Document excerpt |
╔══
Integrating Inverse Trigonometric Functions: How to Solve for 1/(sin^2x)?

[Geekchick]

Homework Statement

25$$\int\frac{1}{sin^{2}x}$$dx

The Attempt at a Solution

I wasn't sure if I could change $$\frac{1}{sin^{2}x}$$ to Csc$$^{2}$$x but when I did I ended up with -25Cotx which when I checked the integral in my calculator and it was wrong. So now I'm lost...

 

[Geekchick]

FYI, the original problem was $$\int\frac{1}{x^{2}\sqrt{25-x^{2}}}$$dx I used trigonometric substitution to get to the problem above.

 

[kbaumen]

Well in an online integral table I found that $$\int \csc^2 ax dx = -\frac{1}{a} \cot ax + C$$ so you should probably come up with $$-\frac{cot(25x)}{25} + C$$.

 

[yyat]

-25Cot(x) is the integral of 25/sin^2(x), you can check it by computing the derivative.

 

[Geekchick]

Well did I go wrong before I got to the sin integral? because when I checked it against the original problem it didn't match.
╚══
Data shown |
╔══
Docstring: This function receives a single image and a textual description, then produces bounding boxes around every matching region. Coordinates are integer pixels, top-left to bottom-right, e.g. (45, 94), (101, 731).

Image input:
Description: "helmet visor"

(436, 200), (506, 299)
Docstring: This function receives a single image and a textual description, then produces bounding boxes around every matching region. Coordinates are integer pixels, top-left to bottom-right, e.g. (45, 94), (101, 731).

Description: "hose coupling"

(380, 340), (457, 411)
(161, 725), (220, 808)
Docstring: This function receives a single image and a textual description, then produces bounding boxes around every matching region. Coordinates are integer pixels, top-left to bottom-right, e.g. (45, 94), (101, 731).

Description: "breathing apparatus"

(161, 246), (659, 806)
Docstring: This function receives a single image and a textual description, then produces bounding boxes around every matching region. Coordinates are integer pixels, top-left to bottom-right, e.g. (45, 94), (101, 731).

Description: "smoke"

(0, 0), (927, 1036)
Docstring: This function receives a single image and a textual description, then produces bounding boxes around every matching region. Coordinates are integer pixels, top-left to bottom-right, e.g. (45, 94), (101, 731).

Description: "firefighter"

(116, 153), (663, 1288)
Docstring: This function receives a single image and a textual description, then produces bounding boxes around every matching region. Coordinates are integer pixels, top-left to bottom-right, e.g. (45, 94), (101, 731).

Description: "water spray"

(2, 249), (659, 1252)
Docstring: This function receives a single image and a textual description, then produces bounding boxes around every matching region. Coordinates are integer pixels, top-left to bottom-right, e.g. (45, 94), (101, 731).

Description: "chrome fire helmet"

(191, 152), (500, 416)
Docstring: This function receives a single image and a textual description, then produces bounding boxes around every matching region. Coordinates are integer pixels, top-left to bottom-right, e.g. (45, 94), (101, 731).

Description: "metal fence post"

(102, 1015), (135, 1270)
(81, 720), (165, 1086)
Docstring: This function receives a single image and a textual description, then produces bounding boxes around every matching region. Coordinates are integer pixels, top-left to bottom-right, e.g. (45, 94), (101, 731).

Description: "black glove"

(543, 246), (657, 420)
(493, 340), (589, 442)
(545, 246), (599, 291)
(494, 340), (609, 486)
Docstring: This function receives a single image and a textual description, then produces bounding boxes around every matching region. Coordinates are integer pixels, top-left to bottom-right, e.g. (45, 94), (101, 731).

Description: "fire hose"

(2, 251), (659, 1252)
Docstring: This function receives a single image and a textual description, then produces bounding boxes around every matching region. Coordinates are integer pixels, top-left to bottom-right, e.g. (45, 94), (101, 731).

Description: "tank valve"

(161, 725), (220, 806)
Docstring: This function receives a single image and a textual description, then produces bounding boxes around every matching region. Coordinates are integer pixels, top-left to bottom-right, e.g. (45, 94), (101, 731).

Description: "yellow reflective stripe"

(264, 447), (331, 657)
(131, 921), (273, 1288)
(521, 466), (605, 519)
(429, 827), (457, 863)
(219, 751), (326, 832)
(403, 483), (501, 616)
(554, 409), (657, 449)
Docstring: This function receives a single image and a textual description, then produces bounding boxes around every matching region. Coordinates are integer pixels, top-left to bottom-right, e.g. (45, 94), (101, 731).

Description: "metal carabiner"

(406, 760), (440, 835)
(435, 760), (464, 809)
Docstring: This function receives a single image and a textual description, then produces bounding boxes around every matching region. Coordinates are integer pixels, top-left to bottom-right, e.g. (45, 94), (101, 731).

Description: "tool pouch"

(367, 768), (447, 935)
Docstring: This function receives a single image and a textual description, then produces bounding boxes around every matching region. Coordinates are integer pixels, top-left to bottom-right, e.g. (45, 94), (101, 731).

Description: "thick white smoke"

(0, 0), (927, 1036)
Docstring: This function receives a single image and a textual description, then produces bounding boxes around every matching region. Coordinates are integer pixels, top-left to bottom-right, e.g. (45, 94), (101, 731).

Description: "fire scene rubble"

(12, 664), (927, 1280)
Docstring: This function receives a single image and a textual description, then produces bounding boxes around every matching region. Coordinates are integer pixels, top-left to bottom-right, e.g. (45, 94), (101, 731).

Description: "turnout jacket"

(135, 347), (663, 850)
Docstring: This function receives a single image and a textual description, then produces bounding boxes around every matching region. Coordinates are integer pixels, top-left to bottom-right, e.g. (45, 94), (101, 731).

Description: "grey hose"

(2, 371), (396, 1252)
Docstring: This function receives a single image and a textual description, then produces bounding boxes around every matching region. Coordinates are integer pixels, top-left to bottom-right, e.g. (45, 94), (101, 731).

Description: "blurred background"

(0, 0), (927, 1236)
╚══
Things to do |
1. Retype the part of the integration thread above, starting with "Homework Statement" and going on through "now I'm lost...".
2. List every distinct username that posts in the integration thread above.
3. Write what comes next in the forum thread about integrating 1/sin^2 x, picking up after its last post.

Answer list |
1.
Homework Statement

25$$\int\frac{1}{sin^{2}x}$$dx

The Attempt at a Solution

I wasn't sure if I could change $$\frac{1}{sin^{2}x}$$ to Csc$$^{2}$$x but when I did I ended up with -25Cotx which when I checked the integral in my calculator and it was wrong. So now I'm lost...

2. Geekchick, kbaumen, yyat

3.
 

[Geekchick]

Oh I did catch that it should be 1/25 not 25. But its still slightly off.

 

[Dick]

Judging from what you've shown us, you used the substitution x=5*sin(u) to reduce the integral to (1/25) times the integral (1/sIn(u)^2)*du. That's fine. So you've got -cot(u)/25 as the integral. You still have to express that in terms of x.

 

[Geekchick]

I substituted $$\frac{\sqrt{25-x^{2}}}{x}$$ for cot So what I end up with is -$$\frac{\sqrt{25-x^{2}}}{25x}$$+c

 

[Dick]

That looks fine to me.